Texte de l'exercice:
En y réfléchissant un peu, on pourrait n’être pas de son avis. A l’époque où il écrivit sa Physiologie du goût, les médecins de campagne avalaient une omelette et une tranche de jambon  sur une table de cuisine dans la ferme où ils avaient été appelés ; les curés qui n’étaient pas riches, menaient le petit train des vieux célibataires gouvernés par une servante canonique et les écrivains arrivaient assez tard à la célébrité qui apporte à ceux qu’elle comble la fortune, sans laquelle il est difficile de vivre largement.
Certains avaient connu la misère, les basses ratatouilles qui délabrent l’estomac, et les plus grands artistes ne sont pas forcément sensibles à l’art de cuire. On peut penser que le prodigieux auteur de la Comédie Humaine ne fut pas un gastronome émérite, et il y a de bonnes raisons à cela.
Souvent à court d’argent, son ménage devait être assez mal tenu et sa façon de vivre eût sans doute déconcerté la cuisinière la plus dévouée. Il se couchait le soir à l’heure où les gourmets en sont à peine au rôti, vers huit heures, n’ayant pris qu’une légère collation et, quittant son lit à quatre heures du matin, il revenait à sa table de travail où il demeurait jusqu’à midi, se soutenant de nombreuses tasses de café qu’il buvait sans sucre.
Son déjeuner, au milieu de la journée, se composait d’un œuf ou d’une côtelette, de fruits, d’un verre d’eau et encore de café.
Nous savons par Léon Gozlan la recette de ce dernier. Balzac allait acheter lui-même le Bourbon rue du Mont-Blanc, le Martinique rue des Vieilles Haudriettes au Marais, et le Moka chez un épicier de la rue de l’Université.
Le thé qu’il aimait aussi beaucoup était, à l’en croire, une chose merveilleuse qui avait sa légende. On le cultivait dans une sorte de domaine enchanté, uniquement pour l’Empereur du Céleste Empire ; des filles de mandarins à boutons de cristal et de corail, belles et vierges, le cueillaient à l’aurore et l’ambassadeur du Czar à Paris en offrait quelques poignées au romancier dont on ne peut pas sourire et qu’il faut croire en tout, car il était de la même étoffe que ses songes, selon le mot de Shakespeare.

Exercice A: Reproduisez le passage du texte qui va de « Nous savons par » jusqu'à « mot de Shakespeare. » inclus.
Les entrées n'ont aucun rapport avec le texte.

Données fournies:
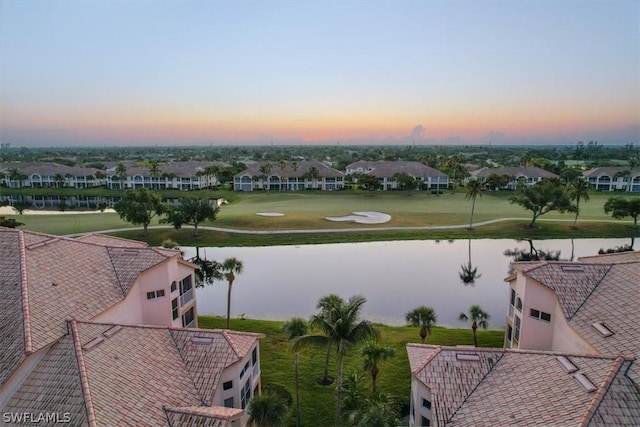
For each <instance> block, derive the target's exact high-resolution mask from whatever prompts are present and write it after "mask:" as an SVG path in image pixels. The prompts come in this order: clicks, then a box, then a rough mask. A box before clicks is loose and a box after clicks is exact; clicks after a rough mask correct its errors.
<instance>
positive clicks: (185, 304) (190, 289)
mask: <svg viewBox="0 0 640 427" xmlns="http://www.w3.org/2000/svg"><path fill="white" fill-rule="evenodd" d="M192 299H193V288H191V289H189V290H188V291H187V292H185V293H183V294H182V295H180V307H184V306H185V305H187V304H188V303H189V302H190V301H191V300H192Z"/></svg>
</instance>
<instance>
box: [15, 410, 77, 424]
mask: <svg viewBox="0 0 640 427" xmlns="http://www.w3.org/2000/svg"><path fill="white" fill-rule="evenodd" d="M70 421H71V414H70V413H69V412H3V413H2V422H4V423H20V424H40V423H44V424H67V423H69V422H70Z"/></svg>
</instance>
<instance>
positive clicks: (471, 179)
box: [465, 178, 482, 230]
mask: <svg viewBox="0 0 640 427" xmlns="http://www.w3.org/2000/svg"><path fill="white" fill-rule="evenodd" d="M478 196H480V197H482V183H481V182H480V180H479V179H477V178H476V179H470V180H469V182H467V195H466V196H465V197H466V198H467V199H471V202H472V203H471V219H470V220H469V230H471V229H473V213H474V211H475V209H476V199H477V198H478Z"/></svg>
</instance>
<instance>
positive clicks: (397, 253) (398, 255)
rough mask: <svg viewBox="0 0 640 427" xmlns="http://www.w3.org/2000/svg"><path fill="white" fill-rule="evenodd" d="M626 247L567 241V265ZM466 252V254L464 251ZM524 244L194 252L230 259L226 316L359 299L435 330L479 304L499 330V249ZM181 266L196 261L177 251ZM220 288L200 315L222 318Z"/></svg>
mask: <svg viewBox="0 0 640 427" xmlns="http://www.w3.org/2000/svg"><path fill="white" fill-rule="evenodd" d="M629 243H630V239H575V240H574V241H573V251H574V257H575V258H578V257H581V256H587V255H596V254H597V253H598V250H599V249H600V248H605V249H606V248H612V247H616V246H623V245H628V244H629ZM469 245H470V246H469ZM533 245H534V246H535V248H536V249H538V250H544V251H558V250H560V251H561V256H560V258H561V259H570V258H571V254H572V241H571V240H568V239H567V240H538V241H534V242H533ZM529 247H530V246H529V242H527V241H516V240H507V239H499V240H492V239H480V240H471V241H468V240H453V241H433V240H416V241H394V242H372V243H341V244H325V245H301V246H266V247H248V248H247V247H243V248H233V247H224V248H212V247H208V248H200V256H201V257H202V258H206V259H209V260H211V259H213V260H217V261H222V260H224V259H225V258H229V257H236V258H238V259H240V260H241V261H242V262H243V264H244V271H243V273H242V274H240V275H239V276H238V277H237V278H236V281H235V282H234V285H233V292H232V302H231V316H232V317H239V316H242V315H244V316H245V317H247V318H255V319H273V320H286V319H289V318H291V317H293V316H301V317H305V318H306V317H309V316H310V315H312V314H314V313H316V312H317V310H316V303H317V301H318V299H319V298H321V297H323V296H325V295H327V294H330V293H335V294H338V295H340V296H342V297H344V298H348V297H350V296H352V295H356V294H361V295H364V296H365V297H366V298H367V303H366V304H365V305H364V307H363V315H364V317H365V318H366V319H368V320H371V321H374V322H380V323H385V324H388V325H403V324H404V323H405V322H404V315H405V313H406V312H407V311H409V310H411V309H413V308H415V307H418V306H420V305H428V306H431V307H433V308H434V309H435V311H436V314H437V316H438V322H437V323H438V324H439V325H446V326H453V327H461V326H464V323H462V322H460V321H458V320H457V317H458V314H459V313H460V312H461V311H468V309H469V307H470V306H471V305H472V304H479V305H480V306H481V307H482V308H483V309H484V310H485V311H487V312H488V313H489V314H490V316H491V319H490V322H489V323H490V327H491V328H503V327H504V323H505V317H506V310H507V300H508V296H507V284H506V282H505V281H504V279H505V277H507V276H508V274H509V263H510V261H511V260H512V258H511V257H508V256H505V255H504V251H505V250H506V249H516V248H518V249H524V250H527V251H528V250H529ZM182 249H183V250H184V253H185V259H189V258H191V257H193V256H194V255H195V253H196V251H195V248H194V247H182ZM469 249H470V253H471V261H472V264H473V267H477V269H478V274H480V277H478V278H476V280H475V284H473V285H465V284H463V283H462V281H461V279H460V276H459V273H460V271H461V266H462V265H463V264H465V263H467V262H468V260H469ZM226 292H227V283H226V282H215V283H214V284H213V285H209V286H206V287H204V288H199V289H197V297H198V312H199V314H201V315H207V314H210V315H220V316H224V315H226V295H227V294H226Z"/></svg>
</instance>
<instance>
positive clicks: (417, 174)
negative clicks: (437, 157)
mask: <svg viewBox="0 0 640 427" xmlns="http://www.w3.org/2000/svg"><path fill="white" fill-rule="evenodd" d="M358 168H363V169H365V170H369V169H371V171H370V172H369V174H370V175H373V176H376V177H378V178H391V177H393V176H394V175H395V174H396V173H403V172H404V173H408V174H409V175H411V176H414V177H419V178H423V177H446V176H447V174H445V173H443V172H440V171H439V170H437V169H434V168H432V167H429V166H427V165H425V164H422V163H420V162H407V161H400V160H398V161H384V160H379V161H372V162H369V161H365V160H360V161H358V162H355V163H352V164H350V165H349V166H347V169H348V170H350V169H358Z"/></svg>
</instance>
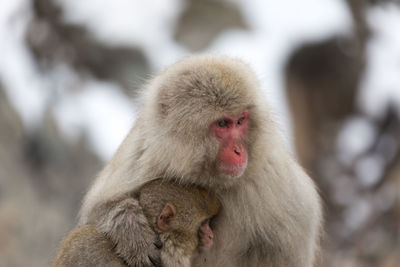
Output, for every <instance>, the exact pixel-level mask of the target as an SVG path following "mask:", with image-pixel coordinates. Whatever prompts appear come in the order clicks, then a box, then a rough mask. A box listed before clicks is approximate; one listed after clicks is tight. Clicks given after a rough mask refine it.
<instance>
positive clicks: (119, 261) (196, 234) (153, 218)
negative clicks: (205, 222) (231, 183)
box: [53, 180, 219, 267]
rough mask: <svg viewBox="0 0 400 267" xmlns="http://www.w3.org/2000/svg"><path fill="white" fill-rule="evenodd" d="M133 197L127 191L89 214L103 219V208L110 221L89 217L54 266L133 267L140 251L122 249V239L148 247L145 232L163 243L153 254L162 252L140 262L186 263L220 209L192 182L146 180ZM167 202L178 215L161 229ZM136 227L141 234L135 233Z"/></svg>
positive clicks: (81, 226)
mask: <svg viewBox="0 0 400 267" xmlns="http://www.w3.org/2000/svg"><path fill="white" fill-rule="evenodd" d="M135 197H136V198H137V199H134V198H132V196H130V195H128V196H126V197H123V199H121V200H117V201H111V202H108V203H106V204H104V205H99V206H98V207H96V208H95V209H94V212H93V214H96V217H97V216H99V217H100V218H106V216H103V215H102V214H101V213H103V212H105V213H107V214H108V215H109V216H110V217H111V218H112V219H111V220H109V221H96V220H93V219H92V218H90V219H89V221H88V224H86V225H84V226H81V227H78V228H77V229H74V230H73V231H72V232H71V233H70V234H69V235H68V236H67V237H66V238H65V240H64V241H63V242H62V244H61V247H60V249H59V252H58V254H57V256H56V258H55V260H54V262H53V266H54V267H75V266H78V267H79V266H82V267H83V266H85V267H90V266H93V267H95V266H99V267H102V266H104V267H105V266H110V267H123V266H125V267H128V266H137V265H134V263H132V262H133V261H137V260H138V258H137V257H138V253H137V252H135V251H132V250H131V248H133V247H135V246H133V245H132V246H128V247H126V246H125V247H124V246H121V244H120V243H121V242H122V244H127V243H128V244H129V242H136V243H135V245H136V249H139V250H140V249H141V248H142V247H143V246H145V245H147V244H145V245H143V242H147V241H146V240H144V239H143V238H141V237H142V236H143V235H146V231H149V232H150V233H151V234H153V233H154V232H157V233H158V234H159V238H160V245H161V246H162V247H161V249H160V251H157V252H160V253H161V254H160V255H158V254H157V255H148V256H150V258H151V259H150V258H146V259H144V258H142V259H140V262H147V261H150V263H151V264H150V265H151V266H153V264H157V263H158V261H159V258H161V261H162V263H163V266H164V267H190V266H191V262H192V260H193V257H194V256H195V255H197V254H198V252H199V250H198V248H199V236H198V234H199V233H198V232H199V228H200V225H201V224H202V222H203V221H205V220H206V219H210V218H211V217H213V216H215V215H216V214H217V212H218V210H219V201H218V199H217V198H216V196H215V195H214V194H212V193H209V192H207V191H206V190H204V189H201V188H198V187H195V186H189V185H187V186H182V185H178V184H176V183H172V182H167V181H161V180H155V181H151V182H149V183H147V184H145V185H144V186H143V187H142V188H141V189H140V190H139V192H138V194H136V196H135ZM167 203H168V204H172V205H173V206H174V207H175V208H176V210H177V214H176V217H175V218H174V219H173V220H172V221H171V225H170V226H169V229H168V230H167V231H162V230H160V229H158V227H157V218H158V217H159V215H160V213H161V211H162V210H163V208H164V207H165V205H166V204H167ZM127 219H129V220H130V221H129V220H127ZM121 220H122V221H121ZM118 227H123V230H124V231H120V229H119V228H118ZM139 230H141V231H145V232H141V235H139V236H135V233H136V232H137V231H139ZM151 245H153V244H151ZM155 251H156V250H155ZM139 255H141V254H139ZM158 264H159V263H158ZM138 266H143V264H138Z"/></svg>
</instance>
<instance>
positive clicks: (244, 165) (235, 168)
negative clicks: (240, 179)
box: [219, 161, 247, 178]
mask: <svg viewBox="0 0 400 267" xmlns="http://www.w3.org/2000/svg"><path fill="white" fill-rule="evenodd" d="M246 167H247V161H246V162H245V163H244V164H241V165H233V166H232V165H226V164H221V165H220V167H219V171H220V172H221V173H222V174H224V175H227V176H230V177H232V178H238V177H240V176H242V175H243V173H244V172H245V170H246Z"/></svg>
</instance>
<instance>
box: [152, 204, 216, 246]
mask: <svg viewBox="0 0 400 267" xmlns="http://www.w3.org/2000/svg"><path fill="white" fill-rule="evenodd" d="M215 211H217V209H215ZM192 212H193V210H192ZM204 213H205V212H204V211H196V212H193V213H191V214H189V213H186V212H179V211H177V209H176V207H175V206H174V205H172V204H170V203H167V204H166V205H165V207H164V209H163V210H162V211H161V213H160V215H159V216H158V218H157V227H158V228H159V230H161V231H162V232H174V233H175V237H176V238H177V239H180V240H176V241H177V242H178V243H179V242H181V243H183V242H190V243H192V244H196V247H197V248H198V249H199V251H205V250H207V249H209V248H210V247H211V246H212V244H213V242H214V234H213V231H212V229H211V226H210V220H211V217H213V216H215V214H214V212H213V213H212V214H204ZM204 218H206V219H204Z"/></svg>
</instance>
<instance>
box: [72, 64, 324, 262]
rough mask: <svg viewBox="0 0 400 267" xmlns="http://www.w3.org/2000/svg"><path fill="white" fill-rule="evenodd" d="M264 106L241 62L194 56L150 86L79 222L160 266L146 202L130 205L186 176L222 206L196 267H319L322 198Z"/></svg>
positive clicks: (114, 243)
mask: <svg viewBox="0 0 400 267" xmlns="http://www.w3.org/2000/svg"><path fill="white" fill-rule="evenodd" d="M264 99H265V97H264V96H263V95H262V94H261V92H260V90H259V85H258V82H257V79H256V77H255V75H254V73H253V72H252V71H251V70H250V69H249V68H248V66H247V65H245V64H244V63H242V62H241V61H238V60H234V59H230V58H226V57H219V56H218V57H214V56H194V57H189V58H187V59H184V60H182V61H180V62H178V63H176V64H174V65H172V66H170V67H169V68H167V69H166V70H165V71H164V72H162V73H161V74H160V75H158V76H156V77H155V79H153V80H152V81H151V82H150V83H149V84H148V86H147V88H146V90H145V92H144V96H143V106H142V107H141V112H140V114H139V116H138V118H137V121H136V124H135V126H134V127H133V129H132V130H131V132H130V133H129V135H128V136H127V138H126V139H125V141H124V142H123V143H122V145H121V146H120V148H119V150H118V151H117V153H116V154H115V155H114V157H113V159H112V160H111V161H110V163H109V164H108V165H107V166H106V167H105V168H104V169H103V171H102V172H101V173H100V175H99V177H98V178H97V180H96V182H95V183H94V185H93V186H92V188H91V189H90V191H89V192H88V194H87V195H86V198H85V201H84V203H83V206H82V209H81V213H80V223H81V224H85V223H87V222H88V220H89V219H90V220H91V221H93V222H96V227H97V229H99V231H101V232H102V233H106V234H107V235H108V236H110V239H111V240H112V242H113V243H114V244H115V245H116V250H117V251H118V253H119V254H120V255H124V258H127V257H128V258H129V257H130V258H129V262H128V263H129V264H130V265H132V266H134V265H135V264H141V265H142V266H146V265H149V266H151V262H150V261H149V260H148V259H149V257H150V258H152V257H157V255H158V253H159V251H158V250H157V248H156V247H155V246H154V245H153V243H154V240H155V236H156V235H155V234H154V232H152V231H151V228H150V226H149V225H148V224H147V223H146V222H145V221H142V220H141V217H144V215H143V212H142V211H141V210H140V208H139V206H138V203H137V201H136V202H135V200H134V199H126V198H125V199H124V198H123V196H124V195H126V194H127V193H135V192H136V191H137V190H138V189H139V188H140V186H141V185H142V184H144V183H146V182H148V181H150V180H153V179H156V178H161V179H163V180H167V179H169V177H177V178H175V179H176V180H177V182H181V183H184V184H196V185H200V186H203V187H206V188H208V190H211V191H214V192H215V193H216V194H217V195H218V197H219V199H220V201H221V204H222V209H221V212H220V214H219V216H218V218H216V220H215V228H214V233H215V242H214V246H213V247H212V248H211V249H210V250H208V251H207V252H205V253H202V254H200V256H199V257H197V258H196V259H195V264H197V266H274V267H281V266H282V267H283V266H284V267H290V266H293V267H310V266H312V265H313V262H314V258H315V257H314V256H315V253H316V249H317V248H318V240H319V233H320V228H321V206H320V199H319V197H318V194H317V192H316V189H315V186H314V184H313V182H312V180H311V179H310V178H309V177H308V176H307V174H305V172H304V171H303V170H302V169H301V167H300V166H299V165H298V164H297V163H296V161H295V160H294V159H293V157H292V156H291V154H290V153H289V152H288V151H287V150H286V148H285V146H284V144H283V142H282V139H281V137H280V135H279V133H278V130H277V127H276V126H275V124H274V122H273V119H272V115H271V111H270V110H269V108H268V105H267V104H266V103H265V101H264ZM99 207H103V208H99Z"/></svg>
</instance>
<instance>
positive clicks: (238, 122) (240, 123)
mask: <svg viewBox="0 0 400 267" xmlns="http://www.w3.org/2000/svg"><path fill="white" fill-rule="evenodd" d="M243 122H244V117H241V118H240V119H238V121H237V124H238V125H242V124H243Z"/></svg>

Exercice B: Modifiez, dans les entrées, les lignes qui vont de celle contenant « 197L127 191L89 214L103 » jusqu'à celle contenant « positive clicks: (81, 226) » incluse : remplacez « rough mask » par « coarse mask » sans toucher au reste. Donnez uniquement ces lignes.

Corrigé A:
Nous savons par Léon Gozlan la recette de ce dernier. Balzac allait acheter lui-même le Bourbon rue du Mont-Blanc, le Martinique rue des Vieilles Haudriettes au Marais, et le Moka chez un épicier de la rue de l’Université.
Le thé qu’il aimait aussi beaucoup était, à l’en croire, une chose merveilleuse qui avait sa légende. On le cultivait dans une sorte de domaine enchanté, uniquement pour l’Empereur du Céleste Empire ; des filles de mandarins à boutons de cristal et de corail, belles et vierges, le cueillaient à l’aurore et l’ambassadeur du Czar à Paris en offrait quelques poignées au romancier dont on ne peut pas sourire et qu’il faut croire en tout, car il était de la même étoffe que ses songes, selon le mot de Shakespeare.

Corrigé B:
coarse mask: <svg viewBox="0 0 400 267" xmlns="http://www.w3.org/2000/svg"><path fill="white" fill-rule="evenodd" d="M133 197L127 191L89 214L103 219V208L110 221L89 217L54 266L133 267L140 251L122 249V239L148 247L145 232L163 243L153 254L162 252L140 262L186 263L220 209L192 182L146 180ZM167 202L178 215L161 229ZM136 227L141 234L135 233Z"/></svg>
positive clicks: (81, 226)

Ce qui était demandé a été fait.